• _TEXT EXTRACT_:
Anyone notice that nVidia now has "Geforce 300 Series" drivers posted up on their site? (if this has been posted already, please ignore)
NVIDIA has stated numerous times that they are willing to license PhysX to anyone, including AMD/ATI. I'm not sure how "easily" ATI could implement it though.
How are games and CUDA related? PhysX is an API with a HAL that supports CUDA. In addition to C for CUDA, you get C++ and OpenCL support. Devs are slow to adapt these technologies, but it is happening. Everything else being equal*, are you going to go with the card that has support for these extras, or for the card that doesn't? I don't see these features as a deal breaker, but they are certainly nice to have.
Batman AA whetted by tongue for PhysX, but the Super Sonic Sled Demo is what really sold it to me. It's a feature that can add a ton of realism to games. It frees up a developer from having to make a physics engine for their title, less work for devs = more likely to see it put into a game.
* According to the perf numbers I've seen, things aren't equal. The point of DX11 is a massive improvement to geometric realism through tessellation. And AMD's architecture doesn't hold a candle to NVIDIA's in terms of geometry perf. 2.03x to 6.47x faster in high geometry (this more of an abstract, there's more than just geometry perf to get a game running) than the 5870, are the numbers I've seen. I'm eager to see how a big DX11 title performs (Sorry ATI, DiRT2 just wasn't cutting it for me). The beauty of tessellation is that devs can build their geometry for hardware performance that doesn't yet exist, and smoothly scale it down to what's out, without a load of extra work (just move the slider). It will be a little while before we see a game that was built around DX11 tessellation, rather than just having it slapped into the game.
Anyone wanna loan me some ATI cards to bench against on the 26th? :P
Amorphous
NVIDIA is the biggest backer of OpenCL, which can certainly be used to run PhysX-like physics processing.
It takes a LONG time to develop and get out a set of open standards. NVIDIA didn't want to wait to get a good set of physics tools out to devs and into games. With the development of CUDA, NVIDIA acquired Ageia and ported Ageia PhysX into CUDA (in only a few days, I'm told).
At the same time, NVIDIA chairs Khronos, the guys that do, most notably, OpenGL, OpenCL and other open-source standards. In short, NVIDIA doesn't care if your physics are PhysX or OpenCL based, either is good for them, they both help sell more graphics cards. The 100M+ NVIDIA GPUs that support CUDA also support OpenCL.

• _DIRECTIONS_:
• A. Which demo does the PhysX forum post say really sold the writer on PhysX?
• B. Copy the PhysX forum post word for word from "How are games" to "into a game.".
You won't need the rows that follow this post.

• _GIVEN INFORMATION_:
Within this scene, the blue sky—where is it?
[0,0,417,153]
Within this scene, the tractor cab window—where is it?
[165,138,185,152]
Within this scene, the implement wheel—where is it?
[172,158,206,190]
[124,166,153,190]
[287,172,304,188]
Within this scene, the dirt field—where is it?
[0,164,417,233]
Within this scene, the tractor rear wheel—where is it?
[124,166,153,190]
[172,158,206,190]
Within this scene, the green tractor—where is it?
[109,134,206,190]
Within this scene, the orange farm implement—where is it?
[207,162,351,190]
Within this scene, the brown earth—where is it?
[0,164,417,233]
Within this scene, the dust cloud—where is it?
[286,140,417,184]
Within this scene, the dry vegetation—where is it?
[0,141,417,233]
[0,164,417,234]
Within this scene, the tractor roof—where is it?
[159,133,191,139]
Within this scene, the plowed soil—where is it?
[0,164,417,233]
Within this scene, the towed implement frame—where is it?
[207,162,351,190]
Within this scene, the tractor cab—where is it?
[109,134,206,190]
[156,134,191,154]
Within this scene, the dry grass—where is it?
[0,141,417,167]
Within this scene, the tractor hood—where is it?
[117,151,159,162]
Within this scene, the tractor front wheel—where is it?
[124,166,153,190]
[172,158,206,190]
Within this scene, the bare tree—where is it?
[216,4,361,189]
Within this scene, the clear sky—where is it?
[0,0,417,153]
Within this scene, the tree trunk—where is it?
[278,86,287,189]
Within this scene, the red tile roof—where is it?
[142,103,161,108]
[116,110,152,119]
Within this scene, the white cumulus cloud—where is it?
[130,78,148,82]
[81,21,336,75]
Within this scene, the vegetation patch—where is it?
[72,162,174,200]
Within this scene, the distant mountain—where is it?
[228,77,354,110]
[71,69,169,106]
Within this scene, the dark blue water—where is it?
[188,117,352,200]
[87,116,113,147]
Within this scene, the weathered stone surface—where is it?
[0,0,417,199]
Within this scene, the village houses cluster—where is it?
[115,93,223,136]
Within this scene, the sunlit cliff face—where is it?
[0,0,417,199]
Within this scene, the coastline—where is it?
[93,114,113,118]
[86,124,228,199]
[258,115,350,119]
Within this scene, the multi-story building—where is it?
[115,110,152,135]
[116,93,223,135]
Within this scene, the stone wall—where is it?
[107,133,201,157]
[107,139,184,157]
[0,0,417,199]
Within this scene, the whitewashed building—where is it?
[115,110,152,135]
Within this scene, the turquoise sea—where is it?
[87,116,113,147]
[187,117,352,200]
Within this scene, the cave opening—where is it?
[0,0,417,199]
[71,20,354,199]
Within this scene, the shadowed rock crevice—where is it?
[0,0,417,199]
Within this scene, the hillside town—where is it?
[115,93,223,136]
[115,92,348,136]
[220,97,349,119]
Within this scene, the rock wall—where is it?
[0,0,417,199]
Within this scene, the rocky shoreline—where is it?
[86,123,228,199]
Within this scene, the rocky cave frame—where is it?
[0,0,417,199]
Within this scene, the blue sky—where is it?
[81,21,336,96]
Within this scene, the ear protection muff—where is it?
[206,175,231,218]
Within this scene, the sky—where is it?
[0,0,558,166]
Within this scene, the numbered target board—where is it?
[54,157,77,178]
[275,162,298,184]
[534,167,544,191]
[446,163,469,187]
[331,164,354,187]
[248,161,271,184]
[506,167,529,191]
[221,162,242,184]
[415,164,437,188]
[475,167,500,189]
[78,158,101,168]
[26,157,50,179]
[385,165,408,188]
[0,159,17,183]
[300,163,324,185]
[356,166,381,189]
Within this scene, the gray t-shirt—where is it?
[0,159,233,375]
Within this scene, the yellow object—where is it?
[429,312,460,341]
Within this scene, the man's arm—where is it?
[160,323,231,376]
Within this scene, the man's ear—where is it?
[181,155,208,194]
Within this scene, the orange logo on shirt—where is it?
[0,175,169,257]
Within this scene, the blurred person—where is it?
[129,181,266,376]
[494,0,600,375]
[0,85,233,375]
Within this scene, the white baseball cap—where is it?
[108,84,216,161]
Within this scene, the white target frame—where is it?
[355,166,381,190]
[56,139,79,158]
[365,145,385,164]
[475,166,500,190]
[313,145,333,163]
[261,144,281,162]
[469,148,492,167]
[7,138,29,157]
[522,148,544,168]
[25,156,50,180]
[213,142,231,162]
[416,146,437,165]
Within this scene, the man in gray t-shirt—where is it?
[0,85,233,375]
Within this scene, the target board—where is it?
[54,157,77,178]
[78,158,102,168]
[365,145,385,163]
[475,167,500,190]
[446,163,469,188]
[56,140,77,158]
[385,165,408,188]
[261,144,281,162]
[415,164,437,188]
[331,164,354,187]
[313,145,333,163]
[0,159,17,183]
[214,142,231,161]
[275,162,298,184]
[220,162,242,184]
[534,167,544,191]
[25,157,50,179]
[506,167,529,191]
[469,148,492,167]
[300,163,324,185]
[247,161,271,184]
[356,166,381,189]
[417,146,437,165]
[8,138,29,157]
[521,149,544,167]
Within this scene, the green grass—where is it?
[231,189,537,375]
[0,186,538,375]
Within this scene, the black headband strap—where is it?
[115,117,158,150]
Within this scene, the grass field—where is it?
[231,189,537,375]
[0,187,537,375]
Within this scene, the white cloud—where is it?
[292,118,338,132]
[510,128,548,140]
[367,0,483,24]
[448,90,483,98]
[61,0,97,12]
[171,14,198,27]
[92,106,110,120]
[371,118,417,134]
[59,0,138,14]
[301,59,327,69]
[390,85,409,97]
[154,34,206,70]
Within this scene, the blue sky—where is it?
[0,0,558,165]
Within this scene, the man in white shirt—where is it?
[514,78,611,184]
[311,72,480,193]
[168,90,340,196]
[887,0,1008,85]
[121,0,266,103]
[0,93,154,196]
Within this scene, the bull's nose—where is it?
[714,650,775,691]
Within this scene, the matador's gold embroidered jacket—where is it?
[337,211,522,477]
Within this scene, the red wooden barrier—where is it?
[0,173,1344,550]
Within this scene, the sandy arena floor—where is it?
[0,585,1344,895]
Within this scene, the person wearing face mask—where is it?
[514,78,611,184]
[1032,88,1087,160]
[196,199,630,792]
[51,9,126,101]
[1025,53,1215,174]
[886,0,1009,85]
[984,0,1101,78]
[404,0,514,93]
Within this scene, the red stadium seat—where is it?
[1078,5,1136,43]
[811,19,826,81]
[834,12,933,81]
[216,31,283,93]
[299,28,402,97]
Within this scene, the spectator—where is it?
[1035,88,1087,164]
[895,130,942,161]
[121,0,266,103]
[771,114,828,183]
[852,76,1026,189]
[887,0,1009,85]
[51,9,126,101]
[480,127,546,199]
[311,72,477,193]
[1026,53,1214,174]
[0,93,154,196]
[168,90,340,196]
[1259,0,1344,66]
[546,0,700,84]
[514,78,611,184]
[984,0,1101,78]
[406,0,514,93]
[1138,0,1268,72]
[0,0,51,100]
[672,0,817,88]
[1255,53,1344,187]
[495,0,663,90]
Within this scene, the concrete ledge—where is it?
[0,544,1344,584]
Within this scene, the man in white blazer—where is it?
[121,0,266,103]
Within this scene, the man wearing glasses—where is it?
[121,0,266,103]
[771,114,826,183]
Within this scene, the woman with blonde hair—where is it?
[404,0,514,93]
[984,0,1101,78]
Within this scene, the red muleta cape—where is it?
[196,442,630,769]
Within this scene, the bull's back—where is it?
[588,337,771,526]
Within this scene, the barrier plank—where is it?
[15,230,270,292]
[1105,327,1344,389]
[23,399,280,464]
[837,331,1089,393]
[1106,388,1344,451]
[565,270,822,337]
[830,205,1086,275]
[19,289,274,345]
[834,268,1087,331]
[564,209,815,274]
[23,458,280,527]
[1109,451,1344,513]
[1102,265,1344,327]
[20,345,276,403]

• _ANSWERS IN ORDER_:
• A. The Super Sonic Sled Demo.

• B.
How are games and CUDA related? PhysX is an API with a HAL that supports CUDA. In addition to C for CUDA, you get C++ and OpenCL support. Devs are slow to adapt these technologies, but it is happening. Everything else being equal*, are you going to go with the card that has support for these extras, or for the card that doesn't? I don't see these features as a deal breaker, but they are certainly nice to have.
Batman AA whetted by tongue for PhysX, but the Super Sonic Sled Demo is what really sold it to me. It's a feature that can add a ton of realism to games. It frees up a developer from having to make a physics engine for their title, less work for devs = more likely to see it put into a game.